Are you interested in a taylor expansion for the if x==y branch? Given the AD promise

Automatic Differentiation compatibility: all kernel functions which ought to be differentiable using AD packages like ForwardDiff.jl or Zygote.jl should be.

Same issue with the rationalQuadratic btw (although that does not appear to branch in the same way)

julia> using KernelFunctions: RationalQuadraticKernel

julia> k = RationalQuadraticKernel()
Rational Quadratic Kernel (α = 2.0, metric = Distances.Euclidean(0.0))

julia> kx(x,y) = FD.derivative(t->k(x+t, y), 0)
kx (generic function with 1 method)

julia> dk(x,y) = FD.derivative(t->k(x,y+t), 0)
dx (generic function with 1 method)

julia> dk(0,0)
0.0

EDIT: Wikipedia https://en.wikipedia.org/wiki/Mat%C3%A9rn_covariance_function#Taylor_series_at_zero_and_spectral_moments

[Crown421]

I think the Matern kernel is in fact correct:
Made a mistake here, Matern is incorrect,but RationalQuadratic is fine

using KernelFunctions, Enzyme, Plots
k = Matern52Kernel()
mk(d) = k(1.0, 1.0 + d)

mk(0.1)

dr = range(0.0, 0.1; length=200)

p = plot(layout=(1, 2))
plot!(p[1], dr, mk.(dr), label="matern", legend=:topright)

- _APPLY WHAT YOU READ_:
a: For each statement about the kernel differentiation thread, answer yes or no and quote the words from the thread that decide it. (i) The RationalQuadratic kernel is said to branch in the same way. (ii) The Matern plotting code loads Enzyme. (iii) The range dr is built with 100 points.
b: Please extend the kernel differentiation thread, picking up right after its final line of code.
The entries that come next are separate material and have no connection to the kernel differentiation thread.

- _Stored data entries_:
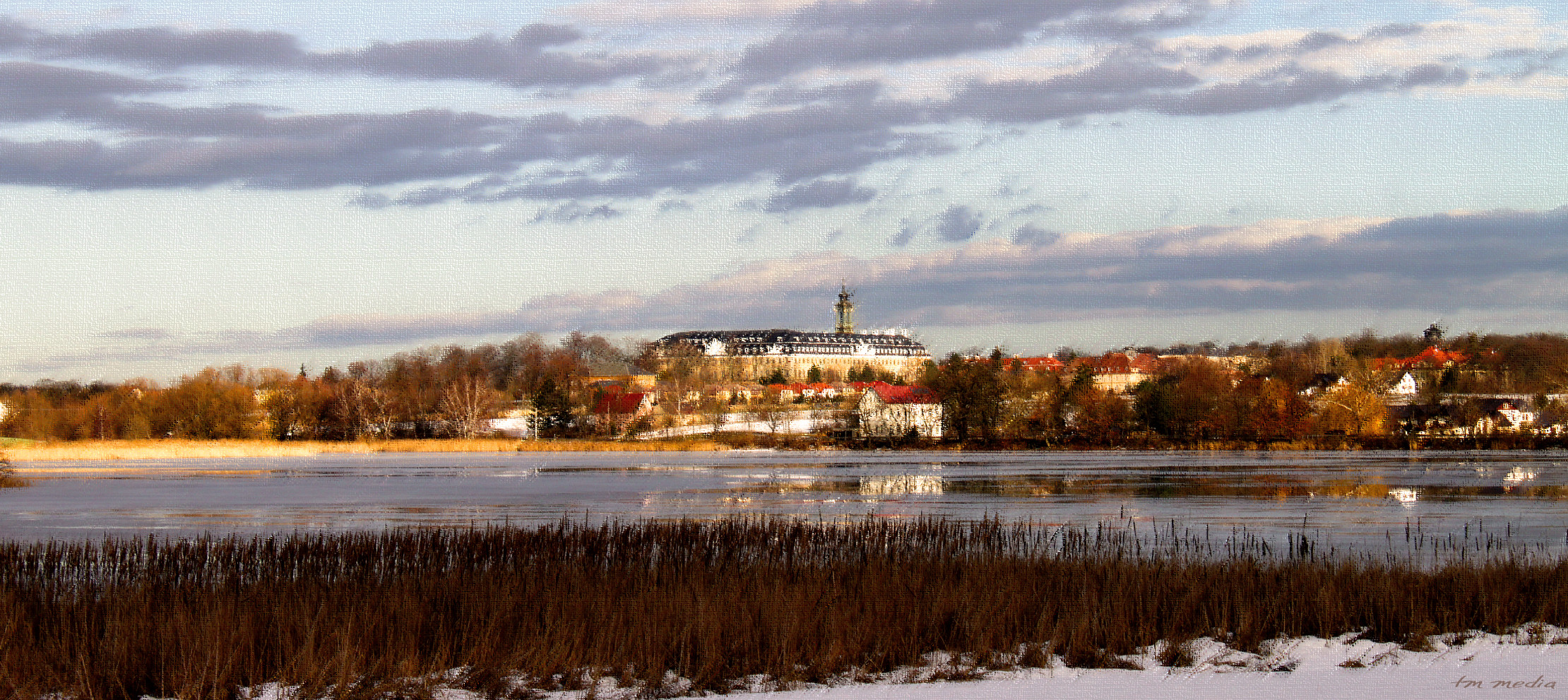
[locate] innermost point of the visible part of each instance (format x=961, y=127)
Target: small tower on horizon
x=845, y=312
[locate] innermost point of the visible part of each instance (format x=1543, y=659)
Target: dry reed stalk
x=369, y=614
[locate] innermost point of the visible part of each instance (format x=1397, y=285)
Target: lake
x=1348, y=498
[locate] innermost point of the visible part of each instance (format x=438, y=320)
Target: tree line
x=1258, y=394
x=439, y=391
x=1280, y=391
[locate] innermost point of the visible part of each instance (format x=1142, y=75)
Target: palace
x=749, y=355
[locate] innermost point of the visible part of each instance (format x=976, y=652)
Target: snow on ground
x=1528, y=665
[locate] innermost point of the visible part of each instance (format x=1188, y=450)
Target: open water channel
x=1363, y=499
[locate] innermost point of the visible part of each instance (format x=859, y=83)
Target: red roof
x=1429, y=357
x=620, y=402
x=903, y=394
x=1037, y=364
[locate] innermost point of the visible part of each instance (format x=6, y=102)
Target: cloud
x=569, y=213
x=811, y=134
x=1510, y=261
x=1034, y=236
x=521, y=60
x=847, y=33
x=958, y=223
x=38, y=91
x=170, y=47
x=819, y=194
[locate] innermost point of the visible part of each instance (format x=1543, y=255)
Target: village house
x=620, y=410
x=901, y=412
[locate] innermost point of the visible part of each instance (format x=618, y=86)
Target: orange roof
x=903, y=394
x=1037, y=364
x=620, y=402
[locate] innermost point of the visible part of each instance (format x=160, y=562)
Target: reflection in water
x=901, y=484
x=1350, y=497
x=1406, y=497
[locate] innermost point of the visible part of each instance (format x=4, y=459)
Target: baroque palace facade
x=749, y=355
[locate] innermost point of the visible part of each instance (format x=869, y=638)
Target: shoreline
x=187, y=449
x=179, y=449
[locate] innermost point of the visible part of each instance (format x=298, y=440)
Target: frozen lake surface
x=1346, y=498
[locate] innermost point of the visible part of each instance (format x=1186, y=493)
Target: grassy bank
x=562, y=606
x=173, y=449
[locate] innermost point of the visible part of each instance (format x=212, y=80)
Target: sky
x=290, y=182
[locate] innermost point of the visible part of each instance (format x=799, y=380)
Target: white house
x=1404, y=386
x=894, y=412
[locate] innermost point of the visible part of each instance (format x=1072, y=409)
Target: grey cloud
x=809, y=148
x=1031, y=235
x=1131, y=81
x=569, y=213
x=1293, y=87
x=518, y=61
x=38, y=91
x=1124, y=81
x=838, y=33
x=1510, y=259
x=958, y=223
x=819, y=194
x=163, y=46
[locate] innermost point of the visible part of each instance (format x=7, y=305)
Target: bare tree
x=469, y=404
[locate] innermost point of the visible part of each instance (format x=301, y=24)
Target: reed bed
x=360, y=614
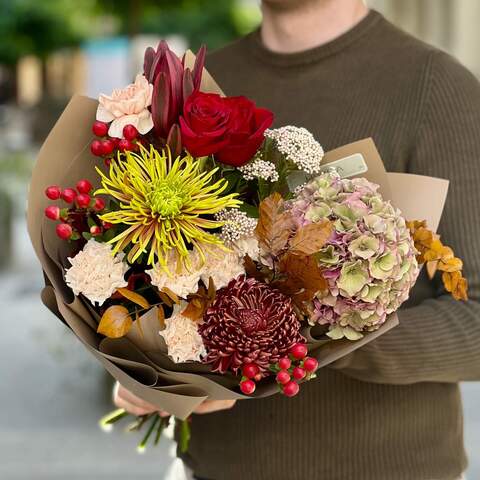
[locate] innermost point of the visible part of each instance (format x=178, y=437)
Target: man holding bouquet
x=392, y=409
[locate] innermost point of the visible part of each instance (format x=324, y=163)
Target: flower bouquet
x=198, y=253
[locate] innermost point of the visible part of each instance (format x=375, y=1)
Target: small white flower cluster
x=237, y=224
x=298, y=145
x=259, y=168
x=95, y=272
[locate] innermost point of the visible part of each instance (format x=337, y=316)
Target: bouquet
x=200, y=253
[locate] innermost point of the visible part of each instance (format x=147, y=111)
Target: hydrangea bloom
x=95, y=272
x=369, y=261
x=181, y=336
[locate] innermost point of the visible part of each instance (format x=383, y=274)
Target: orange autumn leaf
x=452, y=265
x=173, y=296
x=310, y=238
x=432, y=267
x=455, y=284
x=134, y=297
x=302, y=273
x=275, y=225
x=161, y=316
x=115, y=322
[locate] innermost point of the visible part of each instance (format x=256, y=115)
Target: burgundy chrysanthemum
x=249, y=322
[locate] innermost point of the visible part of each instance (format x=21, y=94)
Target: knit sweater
x=391, y=410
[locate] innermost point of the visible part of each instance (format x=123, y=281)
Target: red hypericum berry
x=83, y=200
x=100, y=129
x=52, y=212
x=124, y=145
x=64, y=231
x=69, y=195
x=96, y=148
x=283, y=377
x=299, y=351
x=284, y=363
x=247, y=387
x=95, y=230
x=310, y=364
x=291, y=389
x=250, y=370
x=53, y=192
x=299, y=373
x=84, y=186
x=99, y=204
x=130, y=132
x=107, y=147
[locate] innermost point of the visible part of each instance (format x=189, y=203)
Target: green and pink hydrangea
x=370, y=260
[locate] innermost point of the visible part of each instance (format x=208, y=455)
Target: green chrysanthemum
x=166, y=203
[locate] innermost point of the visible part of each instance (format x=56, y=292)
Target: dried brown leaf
x=115, y=322
x=275, y=225
x=310, y=238
x=134, y=297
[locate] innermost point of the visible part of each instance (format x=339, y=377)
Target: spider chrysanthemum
x=165, y=203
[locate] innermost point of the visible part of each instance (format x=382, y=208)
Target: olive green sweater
x=392, y=410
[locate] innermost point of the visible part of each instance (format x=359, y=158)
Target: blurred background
x=52, y=391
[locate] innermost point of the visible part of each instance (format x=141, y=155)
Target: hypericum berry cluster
x=259, y=168
x=299, y=146
x=293, y=369
x=237, y=224
x=250, y=374
x=108, y=147
x=289, y=371
x=82, y=210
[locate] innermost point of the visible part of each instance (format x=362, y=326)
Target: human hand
x=125, y=399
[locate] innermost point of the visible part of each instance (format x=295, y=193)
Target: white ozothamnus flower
x=95, y=272
x=259, y=168
x=237, y=224
x=299, y=146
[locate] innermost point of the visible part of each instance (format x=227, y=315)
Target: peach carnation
x=127, y=106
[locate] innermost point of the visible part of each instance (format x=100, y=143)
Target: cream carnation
x=95, y=272
x=127, y=106
x=222, y=267
x=181, y=336
x=181, y=284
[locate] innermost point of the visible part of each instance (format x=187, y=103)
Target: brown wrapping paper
x=139, y=361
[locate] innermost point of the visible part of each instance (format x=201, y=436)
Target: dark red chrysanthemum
x=249, y=322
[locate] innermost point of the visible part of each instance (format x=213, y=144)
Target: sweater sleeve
x=438, y=340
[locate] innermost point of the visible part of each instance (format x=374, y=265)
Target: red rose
x=231, y=128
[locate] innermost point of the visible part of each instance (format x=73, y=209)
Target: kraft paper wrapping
x=139, y=360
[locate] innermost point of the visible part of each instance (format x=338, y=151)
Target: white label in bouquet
x=350, y=166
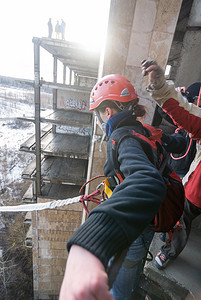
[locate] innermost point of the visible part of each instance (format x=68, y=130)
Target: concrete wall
x=137, y=29
x=189, y=70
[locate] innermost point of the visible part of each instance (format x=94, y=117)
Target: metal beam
x=37, y=114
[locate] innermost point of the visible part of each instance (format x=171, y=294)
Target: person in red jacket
x=186, y=116
x=123, y=220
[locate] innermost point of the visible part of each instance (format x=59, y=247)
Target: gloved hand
x=156, y=74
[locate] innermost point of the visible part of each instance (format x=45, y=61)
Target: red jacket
x=188, y=117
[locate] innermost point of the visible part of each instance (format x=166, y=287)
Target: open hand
x=155, y=72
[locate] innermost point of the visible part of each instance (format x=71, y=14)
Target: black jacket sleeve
x=116, y=223
x=174, y=143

- _ACTIVITY ANSWERS_:
a:
(i) No: "although that does not appear to branch in the same way"
(ii) Yes: "using KernelFunctions, Enzyme, Plots"
(iii) No: "dr = range(0.0, 0.1; length=200)"

b:
dmkd(x, y) = only(autodiff(
    Forward,
    yt -> only(autodiff_deferred(Forward, k, DuplicatedNoNeed, Duplicated(x, 1.0), yt)),
    DuplicatedNoNeed,
    Duplicated(y, 1.0)))
dmkd(1.0, 1.0 + 0.1)

plot!(p[2], dr, dmkd.(1.0, 1.0 .+ dr), label="matern", legend=:topright, title="d^2/(dx1 dx2) ker")

but for RationalQuadratic

using KernelFunctions, Enzyme, Plots
k = RationalQuadraticKernel()
mk(d) = k(1.0, 1.0 + d)

mk(0.1)

dr = range(0.0, 0.1; length=200)

p = plot(layout=(1, 2))
plot!(p[1], dr, mk.(dr), label="RQ", legend=:topright)

dmkd(x, y) = only(autodiff(
    Forward,
    yt -> only(autodiff_deferred(Forward, k, DuplicatedNoNeed, Duplicated(x, 1.0), yt)),
    DuplicatedNoNeed,
    Duplicated(y, 1.0)))
dmkd(1.0, 1.0 + 0.1)

plot!(p[2], dr, dmkd.(1.0, 1.0 .+ dr), label="RQ", legend=:right, title="d^2/(dx1 dx2) ker")

[FelixBenning]

I think the Matern kernel is in fact correct: Made a mistake here, Matern is incorrect,but RationalQuadratic is fine

neat so switching to enzyme would at least fix the rational quadratic.

[Crown421]

I have been working on this for a bit, and it seems the issue is not the matern kernel, or that the Taylor Expansion is needed, but instead it seems to related to the Euclidean distance. In the following code I did it all by hand, and get

using KernelFunctions
using Enzyme
using Plots

k = Matern52Kernel()
mk(d) = k(1.0, 1.0 + d)

kappa(d) = (1 + sqrt(5) * d + 5 * d^2 / 3) * exp(-sqrt(5) * d)

r = range(0, 0.2, length=30)

begin
    dist1(x, y) = sqrt((x - y)^2)
    dist2(x, y) = abs(x - y)
    ck1(x, y) = kappa(dist1(x, y))
    ck2(x, y) = kappa(dist2(x, y))

    p = plot(layout=(2, 1))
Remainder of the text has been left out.